## Work to complete
Return each of the entries below as a JSON list of strings, with one string per line and blank lines omitted.

## BEGIN

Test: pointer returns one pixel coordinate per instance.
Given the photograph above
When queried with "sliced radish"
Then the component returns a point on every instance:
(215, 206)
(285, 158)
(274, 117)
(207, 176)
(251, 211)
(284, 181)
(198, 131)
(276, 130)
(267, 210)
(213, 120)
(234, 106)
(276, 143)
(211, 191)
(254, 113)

## END

## Problem solution
[
  "Test: pointer returns one pixel coordinate per instance.",
  "Given the photograph above",
  "When queried with \"sliced radish\"",
  "Then the component returns a point on every instance:",
  "(215, 206)",
  "(285, 158)",
  "(274, 117)",
  "(207, 176)",
  "(251, 211)",
  "(284, 181)",
  "(198, 131)",
  "(276, 130)",
  "(267, 210)",
  "(213, 120)",
  "(234, 106)",
  "(276, 143)",
  "(211, 191)",
  "(254, 113)"
]